#### Task requirements:
Repeat the listing word for word. No pictures belong in the copy.

#### Excerpted data:
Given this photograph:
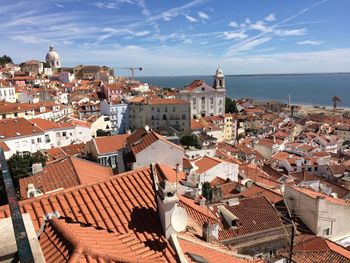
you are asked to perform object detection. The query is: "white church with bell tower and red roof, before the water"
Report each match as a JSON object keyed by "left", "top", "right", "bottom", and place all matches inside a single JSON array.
[{"left": 177, "top": 69, "right": 226, "bottom": 119}]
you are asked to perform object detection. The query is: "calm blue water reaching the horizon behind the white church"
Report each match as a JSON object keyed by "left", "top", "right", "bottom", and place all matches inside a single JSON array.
[{"left": 137, "top": 72, "right": 350, "bottom": 108}]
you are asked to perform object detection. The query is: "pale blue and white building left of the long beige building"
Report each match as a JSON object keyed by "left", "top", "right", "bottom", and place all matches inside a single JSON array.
[{"left": 100, "top": 100, "right": 129, "bottom": 134}]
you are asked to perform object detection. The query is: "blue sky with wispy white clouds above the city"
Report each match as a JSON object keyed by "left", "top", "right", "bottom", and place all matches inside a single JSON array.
[{"left": 0, "top": 0, "right": 350, "bottom": 76}]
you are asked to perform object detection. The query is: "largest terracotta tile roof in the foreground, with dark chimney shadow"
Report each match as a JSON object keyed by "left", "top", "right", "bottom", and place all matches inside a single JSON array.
[{"left": 0, "top": 168, "right": 176, "bottom": 262}]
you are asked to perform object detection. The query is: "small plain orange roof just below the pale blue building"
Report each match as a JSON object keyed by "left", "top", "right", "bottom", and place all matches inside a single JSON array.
[{"left": 93, "top": 134, "right": 130, "bottom": 154}]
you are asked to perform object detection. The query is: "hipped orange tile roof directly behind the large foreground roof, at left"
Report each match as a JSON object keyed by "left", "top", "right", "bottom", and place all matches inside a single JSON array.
[{"left": 19, "top": 157, "right": 113, "bottom": 199}]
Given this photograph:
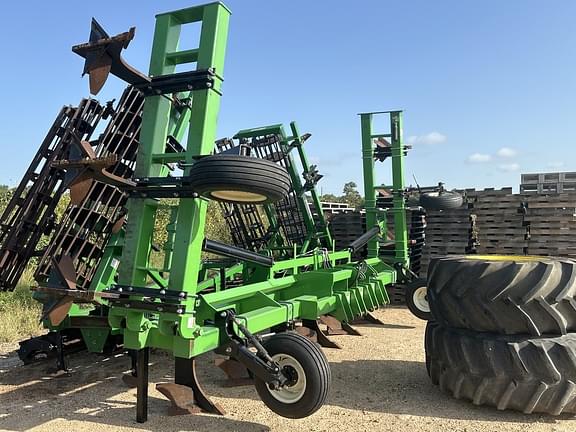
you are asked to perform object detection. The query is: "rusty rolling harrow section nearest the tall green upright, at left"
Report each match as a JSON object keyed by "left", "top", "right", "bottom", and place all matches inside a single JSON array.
[{"left": 35, "top": 87, "right": 144, "bottom": 290}]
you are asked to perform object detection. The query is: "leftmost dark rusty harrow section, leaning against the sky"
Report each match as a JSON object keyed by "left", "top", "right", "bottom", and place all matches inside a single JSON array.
[{"left": 0, "top": 99, "right": 108, "bottom": 291}]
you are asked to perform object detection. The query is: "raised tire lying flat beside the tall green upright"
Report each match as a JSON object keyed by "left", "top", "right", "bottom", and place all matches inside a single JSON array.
[{"left": 189, "top": 155, "right": 292, "bottom": 204}]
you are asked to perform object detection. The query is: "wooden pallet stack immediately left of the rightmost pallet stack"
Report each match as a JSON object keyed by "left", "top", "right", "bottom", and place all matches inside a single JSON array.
[{"left": 470, "top": 188, "right": 528, "bottom": 255}]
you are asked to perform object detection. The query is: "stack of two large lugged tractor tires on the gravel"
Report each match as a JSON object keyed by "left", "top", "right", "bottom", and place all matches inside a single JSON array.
[{"left": 425, "top": 255, "right": 576, "bottom": 415}]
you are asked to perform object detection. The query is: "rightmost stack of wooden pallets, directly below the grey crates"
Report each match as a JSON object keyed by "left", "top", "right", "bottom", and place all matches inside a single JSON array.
[{"left": 523, "top": 193, "right": 576, "bottom": 257}]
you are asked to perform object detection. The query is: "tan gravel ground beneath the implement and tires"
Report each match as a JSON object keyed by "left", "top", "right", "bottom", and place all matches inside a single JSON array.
[{"left": 0, "top": 308, "right": 576, "bottom": 432}]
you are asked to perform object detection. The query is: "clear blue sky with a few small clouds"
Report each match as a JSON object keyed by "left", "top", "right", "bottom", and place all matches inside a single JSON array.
[{"left": 0, "top": 0, "right": 576, "bottom": 193}]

#### Answer to this problem:
Given this photograph:
you are asked to perform object detection. The query is: "white church with bell tower and red roof, before the water"
Report each match as a JSON object keyed by "left", "top", "right", "bottom", and place all matches inside a single JSON array.
[{"left": 177, "top": 69, "right": 226, "bottom": 119}]
you are asked to perform object detection. The query is: "calm blue water reaching the horizon behind the white church"
Report each match as a JSON object keyed by "left", "top", "right", "bottom", and place all matches inside a single JSON array.
[{"left": 137, "top": 72, "right": 350, "bottom": 108}]
you are asked to perform object detection. The query is: "pale blue and white building left of the long beige building"
Report each match as a JSON object keyed by "left", "top", "right", "bottom", and place all matches inside a single JSON array.
[{"left": 100, "top": 100, "right": 129, "bottom": 134}]
you are asked to perform object detection. The query is: "blue sky with wispy white clouds above the city"
Report each match as a JSON object keyed by "left", "top", "right", "bottom", and place all matches inside a single JSON array.
[{"left": 0, "top": 0, "right": 350, "bottom": 76}]
you are asked to perform object detection. The query is: "largest terracotta tile roof in the foreground, with dark chimney shadow"
Report each match as a JSON object keyed by "left", "top", "right", "bottom", and place all matches inside a single JSON array.
[{"left": 0, "top": 168, "right": 176, "bottom": 262}]
you are asked to perform object detection. The query is: "small plain orange roof just below the pale blue building"
Report each match as a JSON object keyed by "left", "top", "right", "bottom", and place all matches inside a single JSON array.
[{"left": 93, "top": 134, "right": 130, "bottom": 154}]
you are asked to perform object detection. The query is: "hipped orange tile roof directly behind the large foreground roof, at left"
Report each match as a JSON object keyed by "left", "top", "right", "bottom", and place all matches inside a single JSON array.
[{"left": 19, "top": 157, "right": 113, "bottom": 199}]
Given this photograph:
you are asked to perform object detection. The query is: "rusty rolling harrow section nearest the tall green upright, at left"
Report each match as a JSON object keyed by "left", "top", "right", "bottom", and place all matches inside a single JSON array.
[{"left": 35, "top": 87, "right": 144, "bottom": 290}]
you are asked to perform object detection. The query is: "leftmost dark rusty harrow section, leaning against the sky"
Report each match as a JSON object keyed by "left", "top", "right", "bottom", and place all matches inside a single JSON array.
[{"left": 0, "top": 99, "right": 108, "bottom": 291}]
you are asked to perform object detection. The query is: "raised tire lying flat beside the tall green upright"
Report each match as a JSON object keyed by "left", "top", "right", "bottom", and place all matches inside a single JSON array.
[{"left": 189, "top": 155, "right": 292, "bottom": 204}]
you are asked to perform object detection. The query is: "wooden pallet stack immediately left of the rightmost pallet stack"
Report each match as a JSON object keyed by "left", "top", "right", "bottom", and place all matches inside a single JSON array.
[{"left": 470, "top": 188, "right": 528, "bottom": 255}]
you are asked to perform object detection. The query is: "stack of two large lugged tractor tires on the gravel"
Report each match as a JSON object keyed by "left", "top", "right", "bottom", and place all matches inside a single JSON array.
[{"left": 425, "top": 255, "right": 576, "bottom": 415}]
you are asked to perform object detection. The query is: "rightmost stack of wooden pallets, directly below the grey crates"
Report each match as a JSON object keyed by "left", "top", "right", "bottom", and place all matches inside a single JSON array.
[{"left": 523, "top": 193, "right": 576, "bottom": 257}]
you are asked to perform object detection. The query is: "tan gravel ground beneath the implement and tires"
Report each match as a JSON object keyed by "left", "top", "right", "bottom", and place all matches inside a single JSON array.
[{"left": 0, "top": 308, "right": 576, "bottom": 432}]
you are asked to perform object detection. The query is: "clear blue sky with a few small clouds"
Report each match as a JSON object keyed by "left", "top", "right", "bottom", and place all matches inside a single JSON array.
[{"left": 0, "top": 0, "right": 576, "bottom": 193}]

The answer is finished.